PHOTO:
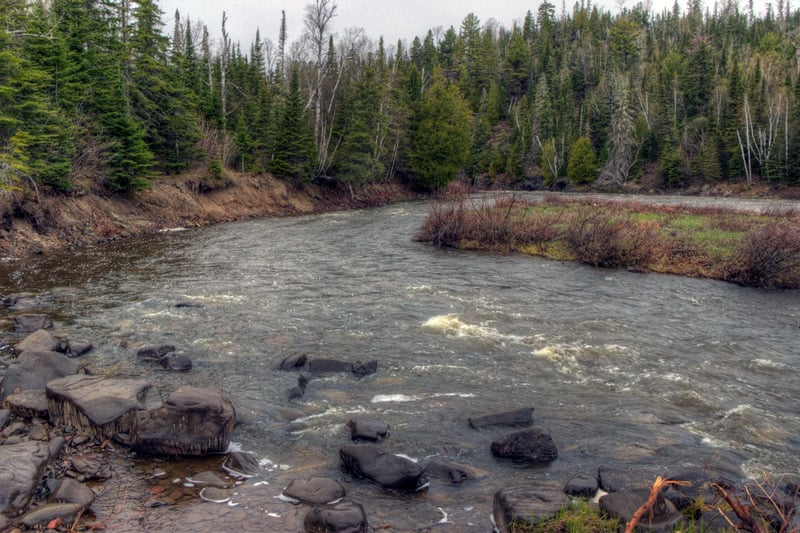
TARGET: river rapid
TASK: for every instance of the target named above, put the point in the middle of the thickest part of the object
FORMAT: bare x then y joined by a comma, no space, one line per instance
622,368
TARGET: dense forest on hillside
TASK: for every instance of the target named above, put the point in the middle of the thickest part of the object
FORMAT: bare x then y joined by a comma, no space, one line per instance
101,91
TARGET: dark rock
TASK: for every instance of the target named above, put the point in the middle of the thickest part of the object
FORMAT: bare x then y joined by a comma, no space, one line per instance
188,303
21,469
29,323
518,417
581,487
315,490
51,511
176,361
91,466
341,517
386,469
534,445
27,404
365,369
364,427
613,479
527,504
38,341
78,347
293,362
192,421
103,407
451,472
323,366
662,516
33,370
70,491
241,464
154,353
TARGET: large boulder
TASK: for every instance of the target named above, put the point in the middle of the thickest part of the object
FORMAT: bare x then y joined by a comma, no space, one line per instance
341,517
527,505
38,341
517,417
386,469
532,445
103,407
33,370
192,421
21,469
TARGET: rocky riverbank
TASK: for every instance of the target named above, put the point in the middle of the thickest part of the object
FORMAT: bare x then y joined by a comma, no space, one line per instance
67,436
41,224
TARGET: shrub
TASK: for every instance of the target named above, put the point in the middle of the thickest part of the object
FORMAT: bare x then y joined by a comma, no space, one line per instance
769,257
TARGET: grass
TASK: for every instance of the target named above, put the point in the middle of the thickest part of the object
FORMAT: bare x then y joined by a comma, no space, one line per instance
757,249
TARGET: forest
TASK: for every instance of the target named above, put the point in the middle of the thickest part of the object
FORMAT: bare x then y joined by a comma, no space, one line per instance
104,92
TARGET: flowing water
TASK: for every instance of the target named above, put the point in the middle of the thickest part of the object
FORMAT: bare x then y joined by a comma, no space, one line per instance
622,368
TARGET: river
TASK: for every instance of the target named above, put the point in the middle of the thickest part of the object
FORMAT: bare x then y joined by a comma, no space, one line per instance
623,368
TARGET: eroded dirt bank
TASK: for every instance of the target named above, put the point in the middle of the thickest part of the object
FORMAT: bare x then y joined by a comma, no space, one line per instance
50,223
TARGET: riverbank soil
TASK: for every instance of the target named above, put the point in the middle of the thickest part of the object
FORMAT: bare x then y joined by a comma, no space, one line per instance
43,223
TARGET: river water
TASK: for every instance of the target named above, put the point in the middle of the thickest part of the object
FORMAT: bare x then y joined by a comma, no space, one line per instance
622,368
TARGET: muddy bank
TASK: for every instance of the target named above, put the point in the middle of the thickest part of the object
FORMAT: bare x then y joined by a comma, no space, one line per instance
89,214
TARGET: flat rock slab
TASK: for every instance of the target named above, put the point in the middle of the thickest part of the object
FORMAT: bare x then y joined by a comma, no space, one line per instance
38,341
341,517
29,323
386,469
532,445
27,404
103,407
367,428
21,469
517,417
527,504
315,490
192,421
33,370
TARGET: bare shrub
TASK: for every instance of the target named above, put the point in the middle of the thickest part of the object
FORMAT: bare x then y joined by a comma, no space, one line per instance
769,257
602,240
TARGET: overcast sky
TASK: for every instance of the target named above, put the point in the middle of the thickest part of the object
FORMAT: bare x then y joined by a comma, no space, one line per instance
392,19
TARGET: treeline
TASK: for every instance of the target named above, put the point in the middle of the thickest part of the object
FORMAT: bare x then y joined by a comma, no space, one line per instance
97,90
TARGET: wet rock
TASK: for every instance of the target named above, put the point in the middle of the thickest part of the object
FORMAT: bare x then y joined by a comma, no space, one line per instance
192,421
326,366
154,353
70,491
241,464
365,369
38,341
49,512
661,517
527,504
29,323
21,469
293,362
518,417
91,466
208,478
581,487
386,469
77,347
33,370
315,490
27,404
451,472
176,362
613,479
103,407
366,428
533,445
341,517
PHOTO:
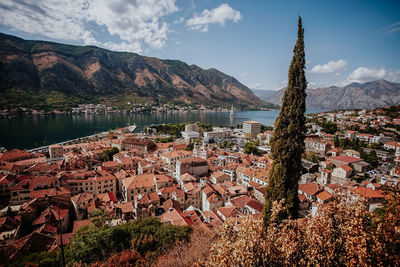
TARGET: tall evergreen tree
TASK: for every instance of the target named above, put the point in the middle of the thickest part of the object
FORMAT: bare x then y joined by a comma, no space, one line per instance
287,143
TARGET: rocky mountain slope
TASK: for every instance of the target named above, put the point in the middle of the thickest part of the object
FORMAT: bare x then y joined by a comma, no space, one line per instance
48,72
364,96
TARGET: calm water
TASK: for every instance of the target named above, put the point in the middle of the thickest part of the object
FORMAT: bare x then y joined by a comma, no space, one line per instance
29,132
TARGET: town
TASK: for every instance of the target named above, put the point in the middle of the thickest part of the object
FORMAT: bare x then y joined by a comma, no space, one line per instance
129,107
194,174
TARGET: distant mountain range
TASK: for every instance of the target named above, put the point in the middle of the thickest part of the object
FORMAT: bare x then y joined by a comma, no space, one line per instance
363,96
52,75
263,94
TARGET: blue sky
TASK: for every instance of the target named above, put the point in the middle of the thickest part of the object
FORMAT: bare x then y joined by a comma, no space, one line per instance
□ □ □ □
> SHORT PROBLEM
Rewrite the whole listing above, changing every "thickest part" to "widest part" and leaving everything else as it is. Omit the pictures.

> WRITTEN SOLUTION
PHOTO:
TARGET: river rapid
TASK: for every instance of the target named above, put the point in the middle of the widest part of the object
FORMAT: bare x then y joined by a comma, no space, one line per instance
622,368
TARGET: dense forest on hillside
TASK: for every instance of the target named above, put the point in the middle of the widest part of the object
FORMAT: bare x then y joined by a comma, no space, one line per instance
101,91
TARGET: dark rock
TASK: for every instance of the target named above, put the point in the middle of the widest part of the object
FORMAT: bare x then y joined by a comma, no space, one line per instance
188,303
21,469
29,323
518,417
581,487
315,490
51,511
176,361
91,466
341,517
386,469
534,445
27,404
365,369
364,427
613,479
527,504
38,341
78,347
293,362
192,421
103,407
451,472
323,366
662,516
33,370
70,491
241,464
154,353
TARGET: large boulder
TASK: for every instance of the target named above, put the point in the middle of the widest part of the object
FORMAT: bare x then y joined by a comma, no space, one line per instance
341,517
527,505
38,341
517,417
386,469
532,445
103,407
33,370
192,421
21,469
TARGET: rocky riverbank
TASK: for every instance of the target named above, put the point in the middle of the widest part of the object
FORMAT: bare x then y joined by a comma, no space, one line per instance
67,436
41,224
TARGET: shrub
TASK: for every instance of the target named above, put the point in the middle of the widest part of the object
FORMAT: bare x then y joined by a comma, no space, one line per instance
769,257
TARGET: grass
TASK: for every instance of the target named above, put the point in the middle of the widest part of the object
FORMAT: bare x then y joined by a comma, no space, one line per instance
757,249
TARGET: forest
TASK: for every instance of the target named above, put the point in the middle of the widest part of the object
FORMAT: bare x then y joined by a comma, no space, one line per instance
104,92
TARGET: flowing water
TASK: for every instance of the target named above, put the point in the middle of the widest part of the object
FORMAT: bare x then y joined by a comma, no space, one line per instance
622,368
TARGET: river
TASK: for every instance of the target named above, put the point in the middle of the widest part of the object
FORMAT: bare x then y joined by a comma, no space, one line per instance
623,368
TARGET: eroded dirt bank
TASK: for every instance of the target named above, put the point in the middle of the widest part of the object
FORMAT: bare x then y joined by a comma, no space, one line per instance
50,223
TARGET: riverbank soil
TASK: for every instance of the target named above, put the point in the middle of the widest part of the object
FORMAT: bare x then y joined by a comma, no space, one line per instance
43,223
TARGET: river water
TASK: for every instance of the target named above, put the point in the middle of the widest part of the object
FORMAT: bare x then y joined by a comma, no space, one line per instance
622,368
TARGET: muddy bank
TASK: for every instance of the target named above, put the point in the middle of the widest part of the object
FORMAT: bare x then y joined by a comma, no space, one line per instance
89,214
TARGET: flat rock slab
TASK: for every instance of the target named above, put the point in the middle of the widest part of the object
FORMAT: bare x then y joined by a comma, no space, one line per instance
38,341
341,517
29,323
386,469
532,445
27,404
103,407
367,428
21,469
517,417
527,504
315,490
192,421
33,370
TARGET: bare shrub
TASK: for every instance of the target named above, put the point in the middle of the widest part of the object
FORMAT: bare x then y joined by a comma, no space, one line per instance
769,257
602,240
TARGET: overcast sky
TASK: for every instance of the target named above, put the point in the middle of the widest part of the object
FORMAT: bare x then y joined by a comma, no space, one line per instance
392,19
TARGET: treeline
TASK: for every instance of the target named above, put the point in the middle of the widest part of the object
FORMAT: bare x then y joined by a comma, no space, one line per instance
97,90
TARGET: wet rock
TASK: for every instance of the target named above, put the point in the middle of the widest part of the object
FORMAT: bare x then y joined by a comma, no space, one line per instance
192,421
326,366
154,353
70,491
241,464
365,369
38,341
49,512
661,517
527,504
29,323
21,469
293,362
518,417
91,466
208,478
581,487
386,469
77,347
33,370
315,490
27,404
451,472
176,362
613,479
103,407
366,428
533,445
341,517
PHOTO:
TARGET: tall evergreen tree
TASK: for every instance of the target named above, put the point in the middle of the widest part of the object
FORMAT: bare x then y joined by a comma, no space, one line per instance
287,143
TARGET: rocky mountain slope
TASK: for every instance of the target named above, put the point in the middle of the widest part of the object
FORMAT: bare x then y joined by a comma, no space, one line per instance
48,72
364,96
TARGET: calm water
TASK: for every instance of the target named above, put the point in the middle of the widest part of the object
FORMAT: bare x then y joined by a comma, no space, one line per instance
29,132
TARGET: town
TASK: for every instance of the target named above, put the point in the middle of the widest part of the object
FORMAT: bare x then y joined by a comma, no space, one line per instance
129,107
194,174
TARGET: distant mountain range
TASK: for every instance of the target named above, put the point in the middle of the widest part of the object
FORMAT: bare x then y joined by a comma, no space, one line per instance
363,96
52,75
263,94
TARGET: blue sky
TASK: for every instance of the target named above, put the point in the middle of the widest part of the object
FORMAT: bare x then y joined by a comma, no space, one line per instance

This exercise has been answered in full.